** Passage provided **
★ ★ ★

Tadeusz Sołtyk (born 30 August 1909 in Radom, died 14 July 2004 in Warsaw) was a Polish aircraft designer and aerospace engineer, most famous as the creator of the PZL TS-11 Iskra

After graduating from the Mechanical Department of the Warsaw University of Technology in 1934, he became a designer at the State Aviation Works (PZL). During his tenure at the company, he participated in the development of the PZL 23 Karaś light bomber and its potential successor, the PZL.46 Sum. In 1939 he became a deputy to PZL's Chief Designer, Stanisław Prauss.

During the 1939 September Campaign, he fought in the battle of Kock. He was captured there, then escaped and eluded the German occupants by hiding in the countryside.

After the Germans were pushed back from eastern Poland, Sołtyk organized, in 1944, the Experimental Aircraft Workshops (LWD) in Lublin. He also became the chief designer in the facility. In 1949 Sołtyk took up work at the Institute of Aviation in Warsaw. Since 1952 he managed the newly created design office at the Institute.

★ ★ ★

** Material **
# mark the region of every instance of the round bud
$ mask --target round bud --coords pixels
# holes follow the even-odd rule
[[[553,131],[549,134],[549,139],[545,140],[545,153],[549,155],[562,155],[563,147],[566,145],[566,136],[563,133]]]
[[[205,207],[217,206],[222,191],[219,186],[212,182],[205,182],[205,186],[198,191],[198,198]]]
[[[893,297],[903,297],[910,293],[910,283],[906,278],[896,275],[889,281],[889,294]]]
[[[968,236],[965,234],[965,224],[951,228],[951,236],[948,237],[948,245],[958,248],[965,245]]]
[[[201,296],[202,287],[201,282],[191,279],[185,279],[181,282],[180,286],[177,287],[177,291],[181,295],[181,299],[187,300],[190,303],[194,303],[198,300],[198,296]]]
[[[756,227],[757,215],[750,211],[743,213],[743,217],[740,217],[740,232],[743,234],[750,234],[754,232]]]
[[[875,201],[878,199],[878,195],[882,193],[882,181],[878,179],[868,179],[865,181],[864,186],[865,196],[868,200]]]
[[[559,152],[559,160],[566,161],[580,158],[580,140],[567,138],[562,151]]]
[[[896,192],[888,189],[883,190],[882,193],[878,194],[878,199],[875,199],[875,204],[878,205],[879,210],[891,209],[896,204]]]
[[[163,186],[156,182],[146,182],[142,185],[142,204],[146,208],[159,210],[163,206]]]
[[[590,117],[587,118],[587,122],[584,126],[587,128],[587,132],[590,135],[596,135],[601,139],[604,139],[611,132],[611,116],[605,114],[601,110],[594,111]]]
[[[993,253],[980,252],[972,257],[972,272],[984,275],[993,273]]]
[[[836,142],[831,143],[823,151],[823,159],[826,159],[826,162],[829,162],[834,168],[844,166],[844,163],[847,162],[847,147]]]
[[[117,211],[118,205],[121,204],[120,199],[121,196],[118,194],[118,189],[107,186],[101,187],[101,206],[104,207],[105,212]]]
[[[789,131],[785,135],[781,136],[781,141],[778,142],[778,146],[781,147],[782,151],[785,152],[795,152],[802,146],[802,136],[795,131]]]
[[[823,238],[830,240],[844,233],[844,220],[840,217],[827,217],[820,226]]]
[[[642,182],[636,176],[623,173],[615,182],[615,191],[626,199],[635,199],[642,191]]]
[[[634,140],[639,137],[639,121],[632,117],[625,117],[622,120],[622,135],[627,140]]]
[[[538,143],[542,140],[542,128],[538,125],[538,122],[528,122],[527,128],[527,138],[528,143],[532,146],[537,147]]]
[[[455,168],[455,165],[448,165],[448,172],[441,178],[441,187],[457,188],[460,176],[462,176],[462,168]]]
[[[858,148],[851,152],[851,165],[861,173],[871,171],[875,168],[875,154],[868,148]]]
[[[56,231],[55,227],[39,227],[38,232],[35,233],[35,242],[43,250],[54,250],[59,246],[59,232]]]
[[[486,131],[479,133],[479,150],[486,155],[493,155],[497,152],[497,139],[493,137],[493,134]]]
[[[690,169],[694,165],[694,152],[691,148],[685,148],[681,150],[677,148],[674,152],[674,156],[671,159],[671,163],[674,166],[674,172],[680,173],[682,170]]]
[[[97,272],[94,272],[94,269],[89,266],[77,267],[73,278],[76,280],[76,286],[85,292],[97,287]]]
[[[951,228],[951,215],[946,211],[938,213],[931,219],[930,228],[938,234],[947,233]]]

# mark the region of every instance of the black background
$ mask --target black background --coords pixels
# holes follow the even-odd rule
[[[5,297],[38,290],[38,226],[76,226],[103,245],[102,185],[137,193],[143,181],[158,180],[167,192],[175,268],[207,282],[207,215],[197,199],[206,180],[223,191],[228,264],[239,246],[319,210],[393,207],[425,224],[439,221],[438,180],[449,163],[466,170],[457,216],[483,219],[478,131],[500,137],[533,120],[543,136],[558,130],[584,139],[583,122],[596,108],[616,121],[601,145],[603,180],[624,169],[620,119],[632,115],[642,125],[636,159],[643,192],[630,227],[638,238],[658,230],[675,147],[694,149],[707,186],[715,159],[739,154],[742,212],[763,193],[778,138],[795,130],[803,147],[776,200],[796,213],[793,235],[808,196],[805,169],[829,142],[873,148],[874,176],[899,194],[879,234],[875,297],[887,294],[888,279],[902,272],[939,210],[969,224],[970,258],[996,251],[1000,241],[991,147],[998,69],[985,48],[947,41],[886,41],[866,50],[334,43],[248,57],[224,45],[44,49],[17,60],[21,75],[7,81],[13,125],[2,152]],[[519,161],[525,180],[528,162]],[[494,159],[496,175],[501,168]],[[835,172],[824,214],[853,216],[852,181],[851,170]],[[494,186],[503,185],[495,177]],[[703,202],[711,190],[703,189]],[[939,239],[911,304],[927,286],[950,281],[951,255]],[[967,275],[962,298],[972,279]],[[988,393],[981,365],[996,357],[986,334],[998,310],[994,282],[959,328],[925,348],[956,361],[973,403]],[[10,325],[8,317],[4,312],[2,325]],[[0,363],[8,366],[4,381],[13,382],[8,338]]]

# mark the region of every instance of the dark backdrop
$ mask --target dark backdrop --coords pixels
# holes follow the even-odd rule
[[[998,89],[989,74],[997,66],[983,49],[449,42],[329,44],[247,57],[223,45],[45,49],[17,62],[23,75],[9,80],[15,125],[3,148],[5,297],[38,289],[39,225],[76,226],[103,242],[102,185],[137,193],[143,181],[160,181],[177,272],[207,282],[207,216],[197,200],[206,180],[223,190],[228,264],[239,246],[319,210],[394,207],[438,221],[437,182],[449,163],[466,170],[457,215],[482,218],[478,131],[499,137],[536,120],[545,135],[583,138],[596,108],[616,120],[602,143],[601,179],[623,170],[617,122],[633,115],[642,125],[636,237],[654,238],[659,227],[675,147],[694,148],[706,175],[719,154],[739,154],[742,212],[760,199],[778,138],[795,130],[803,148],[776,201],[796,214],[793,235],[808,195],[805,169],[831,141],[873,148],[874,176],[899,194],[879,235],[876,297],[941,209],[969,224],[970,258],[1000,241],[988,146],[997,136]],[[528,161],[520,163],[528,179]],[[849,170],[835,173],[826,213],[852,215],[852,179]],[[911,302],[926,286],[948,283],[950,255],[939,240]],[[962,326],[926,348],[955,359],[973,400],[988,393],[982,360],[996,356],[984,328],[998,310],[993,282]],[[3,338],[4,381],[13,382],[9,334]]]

★ ★ ★

** Directive 1 **
According to the biography of Tadeusz Sołtyk, who was PZL's Chief Designer when Sołtyk became his deputy in 1939?
** Directive 2 **
Carry the Tadeusz Sołtyk biography forward, starting right after its final sentence.

** Response 1 **
Stanisław Prauss.

** Response 2 **
1955 saw the first test flights of the prototype for Sołtyk's training aircraft, the PZL TS-8 Bies. The production line for these machines was launched in 1957. The aeroplane won 3 world records in its class. That success allowed Sołtyk to work on the first Polish jet aircraft, the PZL TS-11 Iskra, test-flown in 1960. Iskra became the basic jet training plane in Polish military aviation, and was also exported to India. It remains in service with the Polish Air Force.

From 1967 Tadeusz Sołtyk started working at the Industrial Institute of Automation and Measurements, specializing in ship automation systems. He never returned to aircraft design. In 1992 he retired.

Tadeusz Sołtyk lectured at the Łódź, Gdańsk and Warsaw technical universities and at the Military Technical Academy.